(Collection entries)
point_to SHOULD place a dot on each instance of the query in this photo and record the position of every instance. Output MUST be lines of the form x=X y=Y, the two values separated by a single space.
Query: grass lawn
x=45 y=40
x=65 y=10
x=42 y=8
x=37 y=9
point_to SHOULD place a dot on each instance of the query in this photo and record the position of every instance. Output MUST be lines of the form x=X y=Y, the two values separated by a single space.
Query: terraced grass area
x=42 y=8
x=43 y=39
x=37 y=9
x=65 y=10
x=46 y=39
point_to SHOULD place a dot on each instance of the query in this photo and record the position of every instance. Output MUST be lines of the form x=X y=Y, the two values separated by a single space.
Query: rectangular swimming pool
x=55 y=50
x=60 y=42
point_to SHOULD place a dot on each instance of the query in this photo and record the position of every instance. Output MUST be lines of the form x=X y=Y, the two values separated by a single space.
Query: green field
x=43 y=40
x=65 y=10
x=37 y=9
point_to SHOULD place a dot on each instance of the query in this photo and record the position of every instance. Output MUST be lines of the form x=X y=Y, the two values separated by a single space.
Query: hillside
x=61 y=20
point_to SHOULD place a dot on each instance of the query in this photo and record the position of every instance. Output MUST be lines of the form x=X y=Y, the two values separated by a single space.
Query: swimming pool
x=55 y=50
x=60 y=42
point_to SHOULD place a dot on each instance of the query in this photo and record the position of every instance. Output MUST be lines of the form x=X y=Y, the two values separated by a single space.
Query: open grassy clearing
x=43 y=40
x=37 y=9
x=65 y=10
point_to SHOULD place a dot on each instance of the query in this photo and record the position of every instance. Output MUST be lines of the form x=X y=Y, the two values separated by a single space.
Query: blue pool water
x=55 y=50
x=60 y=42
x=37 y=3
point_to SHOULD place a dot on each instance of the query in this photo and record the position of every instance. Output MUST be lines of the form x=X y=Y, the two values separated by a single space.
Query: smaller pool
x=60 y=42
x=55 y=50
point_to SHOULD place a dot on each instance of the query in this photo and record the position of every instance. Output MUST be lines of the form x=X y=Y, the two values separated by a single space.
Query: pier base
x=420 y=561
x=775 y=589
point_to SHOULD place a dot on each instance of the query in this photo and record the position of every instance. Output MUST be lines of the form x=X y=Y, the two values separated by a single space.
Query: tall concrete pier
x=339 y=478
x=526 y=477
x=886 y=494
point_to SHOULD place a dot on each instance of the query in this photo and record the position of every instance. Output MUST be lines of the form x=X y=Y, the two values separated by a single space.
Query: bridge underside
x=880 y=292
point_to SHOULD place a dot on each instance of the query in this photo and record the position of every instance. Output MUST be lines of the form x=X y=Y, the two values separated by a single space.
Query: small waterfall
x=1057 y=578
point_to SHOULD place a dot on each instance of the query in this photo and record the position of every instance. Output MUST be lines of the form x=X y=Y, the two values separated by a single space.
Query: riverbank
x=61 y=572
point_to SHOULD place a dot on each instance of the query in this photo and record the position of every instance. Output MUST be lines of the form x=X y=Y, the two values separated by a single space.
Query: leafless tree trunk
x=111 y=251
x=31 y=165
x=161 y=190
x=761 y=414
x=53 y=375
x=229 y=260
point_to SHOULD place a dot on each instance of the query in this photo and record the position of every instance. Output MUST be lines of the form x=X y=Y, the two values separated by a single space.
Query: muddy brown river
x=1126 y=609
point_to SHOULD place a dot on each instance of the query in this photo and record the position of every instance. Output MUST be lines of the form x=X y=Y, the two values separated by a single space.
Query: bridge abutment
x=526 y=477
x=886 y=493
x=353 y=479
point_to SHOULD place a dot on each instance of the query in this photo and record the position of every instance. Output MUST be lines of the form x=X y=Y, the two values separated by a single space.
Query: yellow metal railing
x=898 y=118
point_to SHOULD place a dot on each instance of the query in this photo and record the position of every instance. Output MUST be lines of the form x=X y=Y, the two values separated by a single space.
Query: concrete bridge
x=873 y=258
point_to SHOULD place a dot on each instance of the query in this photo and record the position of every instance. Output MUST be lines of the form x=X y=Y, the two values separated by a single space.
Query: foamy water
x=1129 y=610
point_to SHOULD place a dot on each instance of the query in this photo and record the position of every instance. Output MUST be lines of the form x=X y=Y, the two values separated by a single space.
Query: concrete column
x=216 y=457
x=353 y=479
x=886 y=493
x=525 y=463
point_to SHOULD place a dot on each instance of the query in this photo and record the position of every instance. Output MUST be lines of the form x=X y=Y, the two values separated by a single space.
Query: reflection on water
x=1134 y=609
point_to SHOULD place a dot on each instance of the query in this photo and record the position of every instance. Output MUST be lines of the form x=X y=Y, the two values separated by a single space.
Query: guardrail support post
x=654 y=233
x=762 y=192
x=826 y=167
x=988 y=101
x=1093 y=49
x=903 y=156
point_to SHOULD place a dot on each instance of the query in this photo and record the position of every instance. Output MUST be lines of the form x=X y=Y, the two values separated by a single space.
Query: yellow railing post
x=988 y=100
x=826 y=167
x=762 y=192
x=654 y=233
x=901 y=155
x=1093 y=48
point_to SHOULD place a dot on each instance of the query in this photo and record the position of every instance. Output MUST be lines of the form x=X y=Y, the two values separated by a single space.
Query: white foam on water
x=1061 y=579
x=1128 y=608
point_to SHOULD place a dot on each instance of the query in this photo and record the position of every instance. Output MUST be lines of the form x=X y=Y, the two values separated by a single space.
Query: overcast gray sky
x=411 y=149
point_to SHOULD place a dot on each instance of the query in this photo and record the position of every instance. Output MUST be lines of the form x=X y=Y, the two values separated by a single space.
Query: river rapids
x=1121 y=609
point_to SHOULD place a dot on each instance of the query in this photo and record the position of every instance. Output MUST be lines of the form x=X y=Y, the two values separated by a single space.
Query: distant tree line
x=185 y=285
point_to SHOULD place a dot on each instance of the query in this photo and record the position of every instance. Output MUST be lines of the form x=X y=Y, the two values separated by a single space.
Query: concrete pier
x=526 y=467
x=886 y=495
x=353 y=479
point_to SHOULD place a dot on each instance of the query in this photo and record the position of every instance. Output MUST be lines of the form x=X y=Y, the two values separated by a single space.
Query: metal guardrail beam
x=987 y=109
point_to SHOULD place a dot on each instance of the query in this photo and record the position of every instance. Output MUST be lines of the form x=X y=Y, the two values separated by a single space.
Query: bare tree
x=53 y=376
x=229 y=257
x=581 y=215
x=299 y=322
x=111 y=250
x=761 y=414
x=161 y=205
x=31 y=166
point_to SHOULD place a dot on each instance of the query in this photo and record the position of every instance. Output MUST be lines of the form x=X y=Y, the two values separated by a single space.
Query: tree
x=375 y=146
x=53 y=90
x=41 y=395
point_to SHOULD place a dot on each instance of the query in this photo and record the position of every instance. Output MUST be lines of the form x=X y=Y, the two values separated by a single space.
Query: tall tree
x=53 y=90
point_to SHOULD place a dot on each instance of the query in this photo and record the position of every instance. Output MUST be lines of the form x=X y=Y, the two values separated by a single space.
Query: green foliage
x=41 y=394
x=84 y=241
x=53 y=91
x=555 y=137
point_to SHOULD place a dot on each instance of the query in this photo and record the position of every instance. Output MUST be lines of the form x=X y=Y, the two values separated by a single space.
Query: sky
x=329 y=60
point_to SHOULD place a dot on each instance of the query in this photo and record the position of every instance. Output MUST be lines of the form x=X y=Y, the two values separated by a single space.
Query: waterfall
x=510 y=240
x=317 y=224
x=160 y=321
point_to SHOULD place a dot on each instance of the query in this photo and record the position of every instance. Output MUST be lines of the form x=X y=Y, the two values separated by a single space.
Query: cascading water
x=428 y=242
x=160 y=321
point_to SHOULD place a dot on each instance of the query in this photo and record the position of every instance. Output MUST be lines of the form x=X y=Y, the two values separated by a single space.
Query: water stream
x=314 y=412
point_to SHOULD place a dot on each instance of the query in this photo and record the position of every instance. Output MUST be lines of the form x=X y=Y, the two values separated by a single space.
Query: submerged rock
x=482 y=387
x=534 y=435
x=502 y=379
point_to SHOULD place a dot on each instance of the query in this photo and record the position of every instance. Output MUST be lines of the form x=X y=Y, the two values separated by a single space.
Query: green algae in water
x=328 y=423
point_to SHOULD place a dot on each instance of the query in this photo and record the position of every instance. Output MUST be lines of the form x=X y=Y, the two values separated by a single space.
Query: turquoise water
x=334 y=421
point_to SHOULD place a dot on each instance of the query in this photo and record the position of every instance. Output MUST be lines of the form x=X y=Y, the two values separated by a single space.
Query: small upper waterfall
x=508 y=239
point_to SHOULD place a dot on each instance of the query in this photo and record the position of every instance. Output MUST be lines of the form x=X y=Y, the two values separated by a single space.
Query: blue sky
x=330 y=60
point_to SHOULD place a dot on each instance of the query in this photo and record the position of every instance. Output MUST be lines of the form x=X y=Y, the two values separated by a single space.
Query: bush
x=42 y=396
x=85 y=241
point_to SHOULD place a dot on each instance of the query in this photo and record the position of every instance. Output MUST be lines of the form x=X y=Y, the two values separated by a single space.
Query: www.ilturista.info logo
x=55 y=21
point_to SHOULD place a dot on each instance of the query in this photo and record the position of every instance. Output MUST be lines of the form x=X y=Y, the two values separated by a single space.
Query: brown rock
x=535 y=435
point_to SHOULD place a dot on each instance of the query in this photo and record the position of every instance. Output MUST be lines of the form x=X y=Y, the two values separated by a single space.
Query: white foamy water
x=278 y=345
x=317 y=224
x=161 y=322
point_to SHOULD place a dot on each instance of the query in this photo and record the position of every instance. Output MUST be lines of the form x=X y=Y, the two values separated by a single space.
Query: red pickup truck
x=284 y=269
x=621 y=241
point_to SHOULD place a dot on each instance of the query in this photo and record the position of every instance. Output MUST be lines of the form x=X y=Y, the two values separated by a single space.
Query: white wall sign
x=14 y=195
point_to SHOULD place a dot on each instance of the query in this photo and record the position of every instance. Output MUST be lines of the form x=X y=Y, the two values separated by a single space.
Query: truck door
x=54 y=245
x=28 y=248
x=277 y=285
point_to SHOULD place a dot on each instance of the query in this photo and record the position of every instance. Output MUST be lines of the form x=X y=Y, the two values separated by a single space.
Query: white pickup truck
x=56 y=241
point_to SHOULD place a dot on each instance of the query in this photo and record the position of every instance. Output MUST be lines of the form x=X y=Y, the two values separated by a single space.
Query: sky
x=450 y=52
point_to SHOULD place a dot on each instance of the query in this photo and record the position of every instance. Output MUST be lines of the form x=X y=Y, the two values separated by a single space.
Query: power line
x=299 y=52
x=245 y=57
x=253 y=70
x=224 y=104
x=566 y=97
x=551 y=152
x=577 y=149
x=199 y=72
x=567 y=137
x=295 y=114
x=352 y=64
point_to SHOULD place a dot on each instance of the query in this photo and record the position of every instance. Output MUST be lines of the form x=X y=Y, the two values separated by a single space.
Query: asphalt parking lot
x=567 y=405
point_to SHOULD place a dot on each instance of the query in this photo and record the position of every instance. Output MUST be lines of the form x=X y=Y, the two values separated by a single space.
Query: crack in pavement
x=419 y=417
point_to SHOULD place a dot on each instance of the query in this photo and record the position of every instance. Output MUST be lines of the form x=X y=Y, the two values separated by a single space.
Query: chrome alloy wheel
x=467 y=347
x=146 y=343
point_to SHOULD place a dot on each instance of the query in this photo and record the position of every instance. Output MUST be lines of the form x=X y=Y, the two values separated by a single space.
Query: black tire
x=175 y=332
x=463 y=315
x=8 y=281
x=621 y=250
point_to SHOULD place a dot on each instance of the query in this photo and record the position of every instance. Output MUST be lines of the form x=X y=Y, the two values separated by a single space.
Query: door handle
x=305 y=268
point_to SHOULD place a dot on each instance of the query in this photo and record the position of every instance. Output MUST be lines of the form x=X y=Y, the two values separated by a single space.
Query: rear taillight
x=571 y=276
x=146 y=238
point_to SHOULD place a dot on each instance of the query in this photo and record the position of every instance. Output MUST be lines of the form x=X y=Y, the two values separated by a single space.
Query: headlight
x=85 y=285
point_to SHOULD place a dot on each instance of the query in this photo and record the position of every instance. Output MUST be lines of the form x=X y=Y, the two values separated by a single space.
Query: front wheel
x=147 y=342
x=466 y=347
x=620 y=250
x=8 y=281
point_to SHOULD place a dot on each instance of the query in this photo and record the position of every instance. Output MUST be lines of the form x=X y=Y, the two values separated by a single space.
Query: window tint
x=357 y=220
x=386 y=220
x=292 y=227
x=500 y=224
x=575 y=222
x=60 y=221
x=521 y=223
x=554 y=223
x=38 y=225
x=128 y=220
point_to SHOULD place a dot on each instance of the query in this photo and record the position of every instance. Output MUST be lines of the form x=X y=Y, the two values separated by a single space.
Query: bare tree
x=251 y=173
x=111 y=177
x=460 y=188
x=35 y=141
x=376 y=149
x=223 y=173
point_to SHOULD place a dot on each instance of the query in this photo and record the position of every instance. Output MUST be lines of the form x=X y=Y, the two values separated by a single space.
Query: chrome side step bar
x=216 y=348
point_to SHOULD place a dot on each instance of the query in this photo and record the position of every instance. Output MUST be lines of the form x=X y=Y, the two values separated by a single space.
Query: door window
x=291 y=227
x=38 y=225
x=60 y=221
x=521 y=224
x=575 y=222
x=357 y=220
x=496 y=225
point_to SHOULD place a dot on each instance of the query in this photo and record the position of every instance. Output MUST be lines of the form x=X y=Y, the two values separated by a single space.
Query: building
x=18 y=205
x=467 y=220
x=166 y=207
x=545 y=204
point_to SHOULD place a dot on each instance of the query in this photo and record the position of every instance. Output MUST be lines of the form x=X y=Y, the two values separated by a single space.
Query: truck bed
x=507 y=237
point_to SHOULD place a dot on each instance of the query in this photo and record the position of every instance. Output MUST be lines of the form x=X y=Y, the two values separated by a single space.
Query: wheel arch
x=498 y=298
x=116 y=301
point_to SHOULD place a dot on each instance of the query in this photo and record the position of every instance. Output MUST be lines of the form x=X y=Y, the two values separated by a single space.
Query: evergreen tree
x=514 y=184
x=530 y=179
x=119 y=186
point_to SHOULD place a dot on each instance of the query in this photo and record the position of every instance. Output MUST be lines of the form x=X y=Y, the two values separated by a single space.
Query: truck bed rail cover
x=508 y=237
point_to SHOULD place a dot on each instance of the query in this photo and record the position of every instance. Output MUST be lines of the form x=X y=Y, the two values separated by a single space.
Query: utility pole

(WHAT IS ASKED):
List each line of the rows above that contains the word "brown".

(EXERCISE RESPONSE):
Query: muddy brown river
Query: brown rock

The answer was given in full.